## BEGIN DATASET

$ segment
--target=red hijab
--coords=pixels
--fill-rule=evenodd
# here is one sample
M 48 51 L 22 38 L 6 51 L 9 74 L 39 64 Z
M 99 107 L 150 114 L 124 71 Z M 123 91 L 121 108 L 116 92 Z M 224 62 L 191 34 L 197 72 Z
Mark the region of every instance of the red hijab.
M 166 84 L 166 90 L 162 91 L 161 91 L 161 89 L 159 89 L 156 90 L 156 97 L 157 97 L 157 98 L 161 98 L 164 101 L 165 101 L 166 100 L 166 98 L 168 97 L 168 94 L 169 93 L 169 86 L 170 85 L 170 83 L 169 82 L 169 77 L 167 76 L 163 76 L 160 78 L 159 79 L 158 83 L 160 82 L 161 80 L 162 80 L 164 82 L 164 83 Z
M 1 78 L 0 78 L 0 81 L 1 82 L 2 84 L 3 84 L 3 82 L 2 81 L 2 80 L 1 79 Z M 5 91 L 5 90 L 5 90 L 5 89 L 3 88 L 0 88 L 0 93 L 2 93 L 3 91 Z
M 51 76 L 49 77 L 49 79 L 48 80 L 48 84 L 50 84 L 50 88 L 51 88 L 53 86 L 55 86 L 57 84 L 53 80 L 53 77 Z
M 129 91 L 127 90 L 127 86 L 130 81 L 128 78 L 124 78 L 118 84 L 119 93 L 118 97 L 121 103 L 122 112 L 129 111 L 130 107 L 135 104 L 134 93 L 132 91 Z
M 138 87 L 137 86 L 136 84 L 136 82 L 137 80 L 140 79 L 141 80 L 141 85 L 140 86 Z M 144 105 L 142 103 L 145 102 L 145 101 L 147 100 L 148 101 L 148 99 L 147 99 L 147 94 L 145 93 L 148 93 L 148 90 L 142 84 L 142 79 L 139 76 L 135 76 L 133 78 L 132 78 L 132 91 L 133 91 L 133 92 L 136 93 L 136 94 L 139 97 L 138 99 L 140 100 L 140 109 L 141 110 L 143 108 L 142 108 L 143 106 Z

## END DATASET

Copy all of the items above, swapping every "red hijab" for "white headscarf" and leaving everything else untouched.

▶ FINAL RESULT
$ segment
--target=white headscarf
--coords=pixels
--fill-rule=evenodd
# here is one sample
M 48 51 L 22 38 L 6 51 L 9 74 L 39 64 Z
M 99 107 L 150 114 L 124 71 Z M 123 91 L 121 108 L 116 92 Z M 224 62 L 191 34 L 197 72 Z
Mark the region of every instance of the white headscarf.
M 166 84 L 166 90 L 162 91 L 161 91 L 161 89 L 159 89 L 156 90 L 156 97 L 157 97 L 157 98 L 161 98 L 164 101 L 165 101 L 166 100 L 166 98 L 168 97 L 168 94 L 169 93 L 169 86 L 170 85 L 170 83 L 169 82 L 169 77 L 167 76 L 163 76 L 160 78 L 159 79 L 158 83 L 160 82 L 161 80 L 162 80 L 164 82 L 164 83 Z
M 1 78 L 0 78 L 0 81 L 1 82 L 2 84 L 3 84 L 3 82 L 2 81 L 2 80 L 1 79 Z M 5 91 L 5 90 L 5 90 L 5 89 L 3 88 L 0 88 L 0 93 L 2 93 L 3 91 Z
M 51 76 L 49 77 L 49 79 L 48 80 L 48 84 L 50 84 L 50 88 L 51 88 L 53 86 L 55 86 L 57 84 L 53 80 L 53 77 Z
M 129 91 L 127 90 L 127 86 L 130 81 L 128 78 L 124 78 L 118 84 L 119 93 L 118 97 L 121 103 L 122 112 L 129 111 L 130 107 L 135 104 L 134 93 L 132 91 Z
M 138 87 L 137 86 L 136 84 L 136 82 L 137 80 L 140 79 L 141 80 L 141 85 L 140 86 Z M 144 105 L 142 103 L 145 102 L 145 101 L 147 100 L 148 101 L 148 99 L 147 99 L 147 94 L 145 93 L 148 93 L 148 90 L 142 84 L 142 79 L 139 76 L 135 76 L 133 78 L 132 78 L 132 91 L 133 91 L 133 92 L 136 93 L 136 94 L 139 97 L 138 99 L 140 100 L 140 109 L 141 110 L 143 108 L 142 108 L 143 106 Z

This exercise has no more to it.